TASK DIRECTIONS
Turn all the data below into a numbered list, one line per entry, skipping blank lines and leaving out the pictures.
───── RECORDS TO USE
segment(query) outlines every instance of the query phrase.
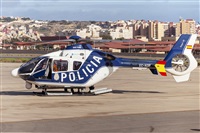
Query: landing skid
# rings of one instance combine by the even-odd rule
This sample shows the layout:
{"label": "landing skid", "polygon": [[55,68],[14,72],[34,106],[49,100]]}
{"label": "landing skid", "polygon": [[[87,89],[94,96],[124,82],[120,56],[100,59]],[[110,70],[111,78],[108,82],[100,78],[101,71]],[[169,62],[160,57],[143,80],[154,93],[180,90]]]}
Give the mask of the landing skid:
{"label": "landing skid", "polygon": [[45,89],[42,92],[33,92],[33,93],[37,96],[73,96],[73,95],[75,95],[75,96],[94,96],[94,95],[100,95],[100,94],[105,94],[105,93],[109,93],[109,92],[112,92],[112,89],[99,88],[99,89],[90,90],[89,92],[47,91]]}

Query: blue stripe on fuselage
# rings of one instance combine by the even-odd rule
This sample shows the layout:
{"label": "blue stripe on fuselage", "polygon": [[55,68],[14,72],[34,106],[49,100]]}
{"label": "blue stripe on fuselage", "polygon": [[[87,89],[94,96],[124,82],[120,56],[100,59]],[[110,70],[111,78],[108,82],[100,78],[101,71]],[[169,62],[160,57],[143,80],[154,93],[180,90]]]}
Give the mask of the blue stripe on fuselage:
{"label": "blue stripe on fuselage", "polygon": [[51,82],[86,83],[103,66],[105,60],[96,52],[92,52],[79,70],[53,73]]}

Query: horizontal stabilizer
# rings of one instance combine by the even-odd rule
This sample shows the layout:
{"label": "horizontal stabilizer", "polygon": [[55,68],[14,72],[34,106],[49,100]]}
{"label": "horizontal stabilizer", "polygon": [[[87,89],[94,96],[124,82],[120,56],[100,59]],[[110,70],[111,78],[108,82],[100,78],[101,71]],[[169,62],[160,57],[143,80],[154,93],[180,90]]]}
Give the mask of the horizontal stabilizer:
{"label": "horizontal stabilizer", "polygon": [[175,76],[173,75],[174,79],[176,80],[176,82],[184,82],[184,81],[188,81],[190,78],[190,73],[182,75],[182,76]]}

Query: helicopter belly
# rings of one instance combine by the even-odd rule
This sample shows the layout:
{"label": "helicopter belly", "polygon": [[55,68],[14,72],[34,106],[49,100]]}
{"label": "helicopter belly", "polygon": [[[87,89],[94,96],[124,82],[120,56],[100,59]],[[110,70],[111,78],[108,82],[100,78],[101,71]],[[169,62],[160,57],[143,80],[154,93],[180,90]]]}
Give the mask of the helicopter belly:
──────────
RESULT OF THE TASK
1. segment(query) outlines every instance of the query phrase.
2. Query: landing skid
3. # rings of one instance combine by the even-odd rule
4. This sample shows the layout:
5. {"label": "landing skid", "polygon": [[55,68],[14,72],[34,106],[49,100]]}
6. {"label": "landing skid", "polygon": [[[87,89],[94,96],[124,82],[120,56],[100,59]],[[110,70],[111,78],[108,82],[100,78],[101,71]],[[169,62],[160,57],[143,80],[154,93],[180,90]]]}
7. Give the mask of the landing skid:
8. {"label": "landing skid", "polygon": [[45,89],[42,92],[33,92],[33,93],[37,96],[73,96],[73,95],[75,95],[75,96],[94,96],[94,95],[100,95],[100,94],[105,94],[105,93],[109,93],[109,92],[112,92],[112,89],[99,88],[99,89],[90,90],[89,92],[47,91]]}
9. Query: blue stripe on fuselage
10. # rings of one instance combine by the even-odd rule
11. This sample shows the layout:
12. {"label": "blue stripe on fuselage", "polygon": [[55,68],[14,72],[34,106],[49,100]]}
13. {"label": "blue stripe on fuselage", "polygon": [[[87,89],[94,96],[124,82],[120,56],[100,59]],[[110,70],[111,78],[108,82],[100,78],[101,71]],[[169,62],[160,57],[143,80],[154,93],[180,90]]]}
14. Give the mask of the blue stripe on fuselage:
15. {"label": "blue stripe on fuselage", "polygon": [[51,82],[86,83],[103,66],[105,60],[96,52],[92,52],[79,70],[53,73]]}
16. Query: horizontal stabilizer
17. # rings of one instance combine by the even-odd rule
18. This sample shows the layout:
19. {"label": "horizontal stabilizer", "polygon": [[55,68],[14,72],[34,106],[49,100]]}
20. {"label": "horizontal stabilizer", "polygon": [[[87,89],[94,96],[124,82],[120,56],[100,59]],[[110,70],[111,78],[108,82],[100,78],[101,71]],[[169,62],[160,57],[143,80],[154,93],[180,90]]]}
21. Give the mask of the horizontal stabilizer:
22. {"label": "horizontal stabilizer", "polygon": [[175,76],[173,75],[174,79],[176,80],[176,82],[184,82],[184,81],[188,81],[190,78],[190,73],[182,75],[182,76]]}
23. Query: helicopter belly
24. # rings of one instance combine by the even-odd rule
25. This sample shows the layout:
26. {"label": "helicopter belly", "polygon": [[55,68],[14,72],[34,106],[49,100]]}
27. {"label": "helicopter belly", "polygon": [[[87,89],[94,96],[124,82],[120,56],[100,59]],[[110,70],[111,78],[108,82],[100,78],[101,71]],[[169,62],[160,57],[143,80],[154,93],[180,90]]]}
28. Give the mask of the helicopter belly:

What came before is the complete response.